No pictures belong in the copy. Reproduce exactly the lines beginning at the line containing "output: a list" and continuing to the end of the entries below.

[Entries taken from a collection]
..............................

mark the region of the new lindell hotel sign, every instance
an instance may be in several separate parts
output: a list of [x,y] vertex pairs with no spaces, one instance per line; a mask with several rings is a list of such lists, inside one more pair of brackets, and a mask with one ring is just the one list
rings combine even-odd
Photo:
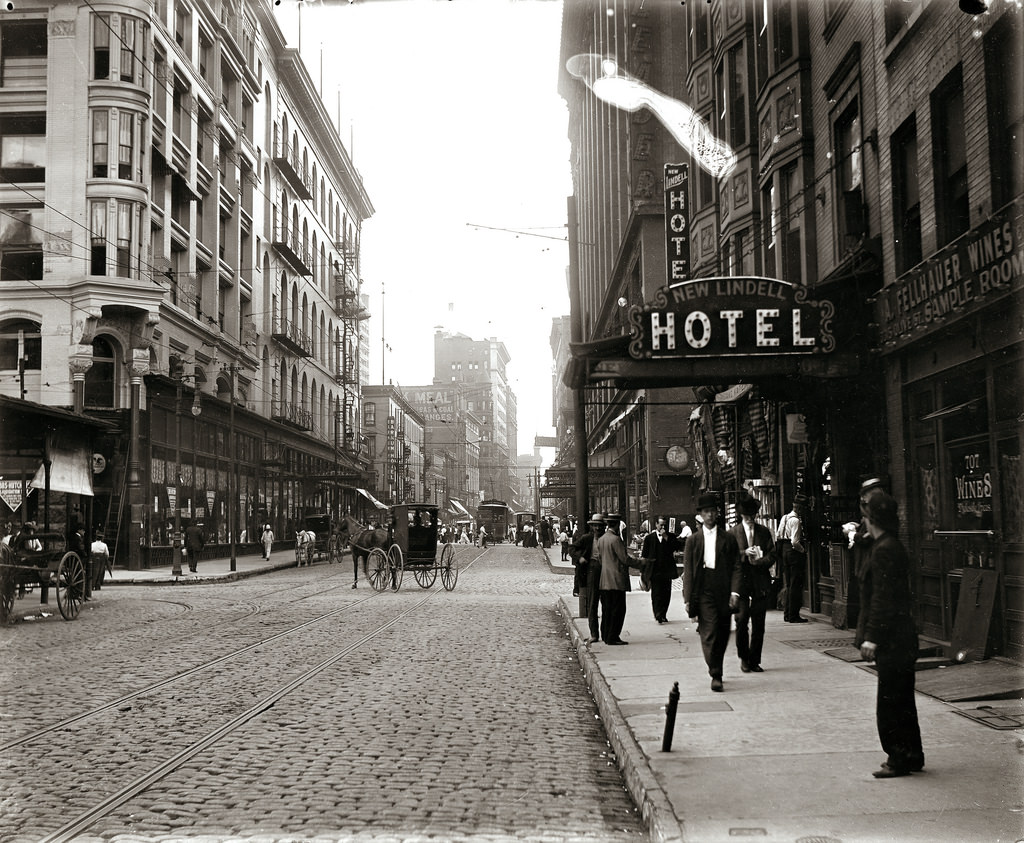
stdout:
[[788,281],[747,276],[688,279],[685,165],[665,167],[669,284],[633,307],[629,354],[638,360],[822,354],[835,349],[828,300]]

..............................

### Result of the task
output: a list of [x,y] vertex pairs with no spaces, one instance per line; a mask with several rings is a list of such lists, inside one more pair of brackets, and a mask with one ring is just the one list
rings combine even-odd
Photo:
stdout:
[[788,281],[747,276],[688,279],[685,165],[665,167],[669,284],[633,307],[629,354],[638,360],[822,354],[835,349],[828,300]]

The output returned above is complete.